- [Do this] Rewrite all of the data below, replacing "pixel coordinates" with "pixel positions" everywhere and keeping everything else the same. Omit the pictures from your answer.

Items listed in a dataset
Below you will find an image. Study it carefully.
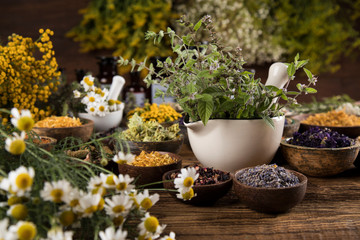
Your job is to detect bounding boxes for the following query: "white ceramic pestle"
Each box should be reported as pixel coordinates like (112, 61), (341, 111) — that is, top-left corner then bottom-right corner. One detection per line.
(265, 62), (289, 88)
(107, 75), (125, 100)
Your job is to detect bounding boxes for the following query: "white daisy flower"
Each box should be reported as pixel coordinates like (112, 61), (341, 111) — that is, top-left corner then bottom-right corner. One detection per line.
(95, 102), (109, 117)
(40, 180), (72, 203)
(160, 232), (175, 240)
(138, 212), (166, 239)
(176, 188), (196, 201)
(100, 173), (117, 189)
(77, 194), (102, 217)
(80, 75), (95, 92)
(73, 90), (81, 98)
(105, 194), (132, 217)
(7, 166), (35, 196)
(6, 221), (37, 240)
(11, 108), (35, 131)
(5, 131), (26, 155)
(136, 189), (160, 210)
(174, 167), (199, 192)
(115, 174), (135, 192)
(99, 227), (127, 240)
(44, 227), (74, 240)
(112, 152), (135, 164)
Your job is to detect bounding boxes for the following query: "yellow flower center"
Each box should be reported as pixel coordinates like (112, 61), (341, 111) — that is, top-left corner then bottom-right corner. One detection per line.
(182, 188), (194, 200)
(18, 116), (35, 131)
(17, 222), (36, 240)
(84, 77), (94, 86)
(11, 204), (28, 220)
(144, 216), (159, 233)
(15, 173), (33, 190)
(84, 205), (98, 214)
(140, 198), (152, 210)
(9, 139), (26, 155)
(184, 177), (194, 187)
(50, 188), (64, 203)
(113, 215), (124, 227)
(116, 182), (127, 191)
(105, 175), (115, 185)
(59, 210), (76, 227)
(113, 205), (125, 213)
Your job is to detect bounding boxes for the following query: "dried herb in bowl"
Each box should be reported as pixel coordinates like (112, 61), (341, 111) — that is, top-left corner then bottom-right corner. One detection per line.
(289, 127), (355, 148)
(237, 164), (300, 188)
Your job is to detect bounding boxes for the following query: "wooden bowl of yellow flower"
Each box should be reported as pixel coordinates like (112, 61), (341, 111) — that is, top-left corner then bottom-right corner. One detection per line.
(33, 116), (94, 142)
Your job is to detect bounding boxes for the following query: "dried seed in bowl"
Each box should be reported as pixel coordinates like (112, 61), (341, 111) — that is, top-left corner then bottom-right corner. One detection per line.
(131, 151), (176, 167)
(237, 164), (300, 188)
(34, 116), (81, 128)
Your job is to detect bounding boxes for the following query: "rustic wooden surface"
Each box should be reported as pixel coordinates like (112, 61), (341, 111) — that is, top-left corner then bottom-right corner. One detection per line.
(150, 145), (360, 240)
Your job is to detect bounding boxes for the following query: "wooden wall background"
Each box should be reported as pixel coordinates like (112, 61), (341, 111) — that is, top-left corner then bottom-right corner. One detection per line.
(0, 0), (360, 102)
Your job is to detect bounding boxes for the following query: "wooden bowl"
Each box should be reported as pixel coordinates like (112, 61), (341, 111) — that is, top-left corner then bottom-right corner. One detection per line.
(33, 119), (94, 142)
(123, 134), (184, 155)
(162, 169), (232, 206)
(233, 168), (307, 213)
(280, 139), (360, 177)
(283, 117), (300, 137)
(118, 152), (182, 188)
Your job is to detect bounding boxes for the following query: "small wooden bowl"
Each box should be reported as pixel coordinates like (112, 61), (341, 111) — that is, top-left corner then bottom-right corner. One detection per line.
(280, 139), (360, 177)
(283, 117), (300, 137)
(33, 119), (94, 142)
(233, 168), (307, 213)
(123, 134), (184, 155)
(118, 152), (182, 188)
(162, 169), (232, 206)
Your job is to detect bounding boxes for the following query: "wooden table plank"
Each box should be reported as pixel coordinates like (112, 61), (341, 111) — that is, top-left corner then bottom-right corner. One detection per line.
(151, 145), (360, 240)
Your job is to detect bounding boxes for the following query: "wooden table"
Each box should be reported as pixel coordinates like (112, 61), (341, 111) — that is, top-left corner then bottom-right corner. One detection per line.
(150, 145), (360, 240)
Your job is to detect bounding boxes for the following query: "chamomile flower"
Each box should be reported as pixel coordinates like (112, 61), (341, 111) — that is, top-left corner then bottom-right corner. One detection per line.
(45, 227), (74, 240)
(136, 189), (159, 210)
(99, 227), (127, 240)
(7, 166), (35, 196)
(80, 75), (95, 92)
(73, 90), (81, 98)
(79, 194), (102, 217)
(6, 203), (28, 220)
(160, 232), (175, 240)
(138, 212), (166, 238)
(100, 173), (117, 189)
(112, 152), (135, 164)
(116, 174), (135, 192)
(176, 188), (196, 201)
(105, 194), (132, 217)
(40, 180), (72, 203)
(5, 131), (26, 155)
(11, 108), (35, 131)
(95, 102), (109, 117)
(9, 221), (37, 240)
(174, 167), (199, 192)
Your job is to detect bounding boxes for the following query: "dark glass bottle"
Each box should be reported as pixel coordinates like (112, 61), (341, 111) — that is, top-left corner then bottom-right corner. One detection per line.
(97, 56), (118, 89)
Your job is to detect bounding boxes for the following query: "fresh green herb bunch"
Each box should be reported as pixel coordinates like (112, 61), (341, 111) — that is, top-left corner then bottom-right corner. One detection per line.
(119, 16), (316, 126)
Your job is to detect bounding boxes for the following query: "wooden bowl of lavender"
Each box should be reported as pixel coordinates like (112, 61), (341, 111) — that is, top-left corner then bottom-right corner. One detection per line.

- [Task response]
Below you will find an image. Study it carefully.
Your job is to detect bounding boxes for the following query: "white ceramic pestle"
Each box should be reported as pixel positions like (112, 61), (341, 111) — that is, top-left corner then bottom-right corner. One detection per line.
(265, 62), (289, 88)
(107, 75), (125, 100)
Your job is to detect bounding boxes for the following query: "white daisy flower"
Each box should be reported as pixel positions like (112, 61), (341, 111) — that is, top-left corner then bottom-right corner. One detection per line.
(95, 102), (109, 117)
(40, 180), (72, 203)
(160, 232), (175, 240)
(138, 212), (166, 239)
(176, 188), (196, 201)
(100, 173), (117, 189)
(77, 194), (102, 217)
(80, 75), (95, 92)
(73, 90), (81, 98)
(105, 194), (132, 217)
(7, 166), (35, 196)
(6, 221), (37, 240)
(11, 108), (35, 131)
(5, 131), (26, 155)
(136, 189), (160, 210)
(174, 167), (199, 192)
(115, 174), (135, 192)
(99, 227), (127, 240)
(44, 227), (74, 240)
(112, 152), (135, 164)
Your job is to detect bounding boxes for the following query: "yellow flower center"
Each box should be reported as pixel positions like (112, 61), (341, 111) — that is, top-left corner then bottom-right corner. One detection per line.
(182, 188), (194, 200)
(18, 116), (35, 131)
(17, 222), (36, 240)
(84, 77), (94, 86)
(11, 204), (28, 220)
(144, 216), (159, 233)
(15, 173), (33, 190)
(84, 205), (98, 214)
(140, 198), (152, 210)
(9, 139), (26, 155)
(184, 177), (194, 187)
(50, 188), (64, 203)
(113, 215), (124, 227)
(116, 182), (127, 191)
(105, 175), (115, 185)
(59, 210), (76, 227)
(113, 205), (125, 213)
Your job is to detect bounding boxes for the following query: "dried herb in bowl"
Each box should be reported as pixel positions like (112, 61), (341, 111) — that is, top-left corner then bottom-right corner. One detection per line.
(289, 127), (355, 148)
(237, 164), (300, 188)
Your job is to detect bounding boxes for the following query: "wooden bowl of yellow flower"
Each box should be reported as pixel positions like (112, 61), (341, 111) — that is, top-left corner then bottom-right corner. One detection per line.
(33, 116), (94, 142)
Your job is to detect bounding boxes for the following query: "dried seed in bowl"
Each box should be reported as pixel positions like (112, 61), (341, 111) — that is, top-left corner then bottom-right corner. One detection per line.
(131, 151), (176, 167)
(237, 164), (300, 188)
(34, 116), (81, 128)
Your job is to detect bounding boxes for the following query: "rustic wooden surface"
Each box should be reported as pixel positions like (112, 61), (341, 111) — that is, top-left corner then bottom-right corner. One detection per line.
(150, 145), (360, 240)
Your job is to detect bounding boxes for the following query: "wooden wall background"
Each box should be reported as pixel positions like (112, 61), (341, 111) — that is, top-left corner then bottom-right corner. One detection per line.
(0, 0), (360, 102)
Your job is to detect bounding boxes for the following query: "wooden bowl"
Each box should be reported as pixel positions like (112, 61), (341, 111) — that is, top-left corner then bottom-right corner. One detection per line.
(33, 119), (94, 142)
(123, 134), (184, 155)
(162, 169), (232, 206)
(233, 168), (307, 213)
(280, 139), (360, 177)
(283, 117), (300, 137)
(118, 152), (182, 188)
Your job is to detect bounding boxes for the following query: "small wooden bowl"
Each box should be reported as pixel positions like (112, 61), (341, 111) — that is, top-left corner then bottom-right corner. One detection per line.
(280, 139), (360, 177)
(283, 117), (300, 137)
(33, 119), (94, 142)
(233, 168), (307, 213)
(123, 134), (184, 155)
(118, 152), (182, 188)
(162, 169), (232, 206)
Your job is to detect bounding boxes for the following query: "wooden table plank"
Each box should be reported as pixel positions like (112, 61), (341, 111) — that is, top-left corner then bottom-right corner. One detection per line.
(151, 145), (360, 240)
Your job is to detect bounding boxes for the following query: "wooden table"
Each box should be reported as pixel positions like (112, 61), (341, 111) — that is, top-left corner then bottom-right corner. One detection per line.
(150, 145), (360, 240)
Your job is to detect bounding boxes for the following query: "chamomile flower"
Each box should be reported as pixel positions like (112, 61), (341, 111) — that is, top-left corner then bottom-right corner. One detection per line.
(45, 227), (74, 240)
(136, 189), (159, 210)
(99, 227), (127, 240)
(7, 166), (35, 196)
(80, 75), (95, 92)
(73, 90), (81, 98)
(79, 194), (102, 217)
(6, 203), (28, 220)
(160, 232), (175, 240)
(138, 212), (166, 238)
(100, 173), (117, 189)
(112, 152), (135, 164)
(116, 174), (135, 192)
(176, 188), (196, 201)
(105, 194), (132, 217)
(40, 180), (72, 203)
(5, 131), (26, 155)
(11, 108), (35, 131)
(95, 102), (109, 117)
(9, 221), (37, 240)
(174, 167), (199, 192)
Your job is to detect bounding boxes for the following query: "dark glass bottle"
Each box should be reported as pixel positions like (112, 61), (341, 111) — that is, top-left corner then bottom-right corner. One detection per line.
(97, 56), (118, 89)
Your job is to detect bounding boxes for the following query: "fresh green herb bunch"
Each box should be reported as pixel positions like (112, 61), (341, 111) — that is, top-left corner then bottom-right corner. One detection per line.
(119, 16), (316, 126)
Your job is to detect bounding boxes for the following query: "wooden bowl of lavender"
Each box should be reported as pixel positions like (112, 61), (341, 111) — that is, top-left corner then bottom-right corner. One detection per line.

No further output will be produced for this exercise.